EXCERPT START

“LOVELESS” My rating: B
127 minutes | MPAA rating: R
As if his Oscar-winning “Leviathan” didn’t take enough of a withering look at contemporary Russia, writer/director Andrey Zvyagintsev now gives us “Loveless,” a film that lives up to its name in more ways than one.
It begins with 12-year-old Alyosha (Matey Novikov ) wandering through a forested park on his way home from school. He’s in no hurry, and once we get to the apartment where he lives we can see why.
His parents, Boris (Aleksey Rozin) and Zhenya (Maryana Spivak), are in the last spasms of a hateful breakup. Both have new lovers, and neither wants to see his/her style cramped by the presence of a pre-teen — especially one described by his own mother as “constantly whining.”
Of course, we can’t blame the kid for weeping in the privacy of his room, from which he can hear his parents discussing his future: first boarding school, then the army. At least that way they won’t have to worry about taking heat from social workers.
As for their son: “He’ll get used to it.”
What kind of people are these? Well, that’s the questions “Loveless” addresses, even if definitive answers aren’t forthcoming. One thing soon becomes clear…this isn’t young Alyosha’s story. He’s a peripheral player, absent for most of the film.
Instead we follow Boris to his place of employment, a corporation run by a Christian fundamentalist who demands that his male employees all be family men — one desk jockey grimly jokes that the place operates under “Russian Orthodox Sharia law.”

EXCERPT END

ACTIONS TO TAKE:
1. In the review of "Loveless," what future do Alyosha's parents discuss for him?
2. Resume the review of "Loveless" from the point where it stops.

INFORMATION GIVEN START

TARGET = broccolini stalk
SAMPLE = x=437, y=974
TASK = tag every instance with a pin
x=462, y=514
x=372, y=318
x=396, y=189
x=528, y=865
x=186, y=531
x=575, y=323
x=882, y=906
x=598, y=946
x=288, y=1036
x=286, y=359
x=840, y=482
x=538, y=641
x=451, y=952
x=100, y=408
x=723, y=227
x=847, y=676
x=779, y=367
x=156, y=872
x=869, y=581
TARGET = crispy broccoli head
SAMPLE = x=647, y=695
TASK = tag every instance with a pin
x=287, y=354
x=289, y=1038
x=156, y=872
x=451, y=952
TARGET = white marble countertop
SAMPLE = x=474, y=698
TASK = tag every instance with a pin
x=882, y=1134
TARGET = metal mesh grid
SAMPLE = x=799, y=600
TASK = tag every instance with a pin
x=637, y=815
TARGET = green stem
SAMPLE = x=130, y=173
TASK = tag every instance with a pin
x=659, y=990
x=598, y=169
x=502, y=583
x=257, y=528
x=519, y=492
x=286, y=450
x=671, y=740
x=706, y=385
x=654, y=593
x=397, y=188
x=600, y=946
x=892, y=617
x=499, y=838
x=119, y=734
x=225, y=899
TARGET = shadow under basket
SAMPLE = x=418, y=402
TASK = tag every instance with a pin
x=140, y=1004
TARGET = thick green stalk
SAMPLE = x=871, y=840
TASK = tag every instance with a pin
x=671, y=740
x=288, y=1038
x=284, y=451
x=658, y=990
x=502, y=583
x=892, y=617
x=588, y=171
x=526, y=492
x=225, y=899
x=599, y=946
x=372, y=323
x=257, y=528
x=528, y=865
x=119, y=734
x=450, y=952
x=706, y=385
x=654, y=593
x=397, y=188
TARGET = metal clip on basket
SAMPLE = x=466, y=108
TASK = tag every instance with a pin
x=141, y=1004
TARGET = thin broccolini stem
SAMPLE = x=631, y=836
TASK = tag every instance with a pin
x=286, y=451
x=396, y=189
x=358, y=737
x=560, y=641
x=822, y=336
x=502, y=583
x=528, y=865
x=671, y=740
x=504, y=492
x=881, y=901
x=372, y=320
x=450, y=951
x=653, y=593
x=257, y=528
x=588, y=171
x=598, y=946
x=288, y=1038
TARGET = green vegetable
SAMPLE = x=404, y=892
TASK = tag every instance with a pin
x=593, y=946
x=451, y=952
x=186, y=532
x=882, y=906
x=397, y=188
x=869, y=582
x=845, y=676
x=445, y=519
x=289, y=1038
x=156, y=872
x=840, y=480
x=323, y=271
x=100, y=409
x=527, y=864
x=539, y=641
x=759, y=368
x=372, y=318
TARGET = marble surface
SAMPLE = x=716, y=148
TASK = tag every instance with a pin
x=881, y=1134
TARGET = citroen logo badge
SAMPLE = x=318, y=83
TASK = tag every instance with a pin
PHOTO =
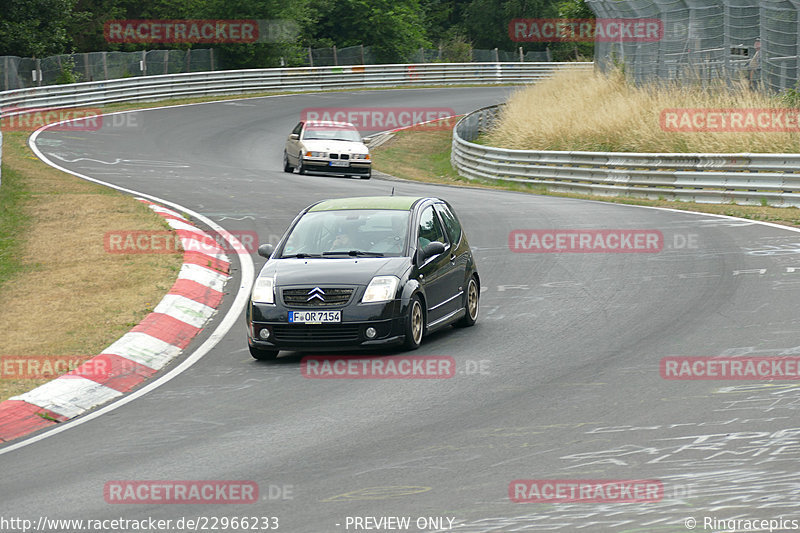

INFORMATION GIVEN END

PER-TASK OUTPUTS:
1. First boarding school, then the army.

2.
We discover that Boris has impregnated his girlfriend (she’s young, insecure, and no doubt would feel threatened having Alyosha about). Zhenya, meanwhile, is seeing a slightly older man who, if his apartment is any indication, is working his way up Russia’s oligarchical ladder.
These two are so absorbed with their own pursuits and pleasures that some time passes before they realize that their son is missing. His teacher reports he hasn’t come to class for two days.
The bulk of “Loveless” is an almost documentary-style procedural. The cops view tracking down runaways as a low prioriy, so Alyosha’s bickering parents turn to a volunteer group dedicated to finding missing kids. Dozens of searchers scour abandoned buildings and wooded areas, recovering only Alyosha’s abandoned backpack.
Hoping the kid may have turned to his grandmother in a town three hours away, Boris and Zhenya go to visit her mother. It doesn’t take long for us to figure out the origins of Zhenya’s casual cruelty and selfishness — her mother oozes those qualities like an oversaturated bathroom sponge.
Solving the mystery of what has happened to Alyosha isn’t really Zvyagintsev’s goal. He’s aiming for something more intangible and subtle.
“Leviathan” was, on one level, about the corruption of post-Soviet society and how the rights of individuals are abrogated by church and state.
“Loveless” takes a look at how the ethos of Russia’s new capitalist era has infected the human spirit. Those motivated by mostly by greed are doing fine; those with more humane inclinations are lost and foundering. For far too many Russians, this film argues, humane inclinations are viewed as an anachronistic leftover of an old order.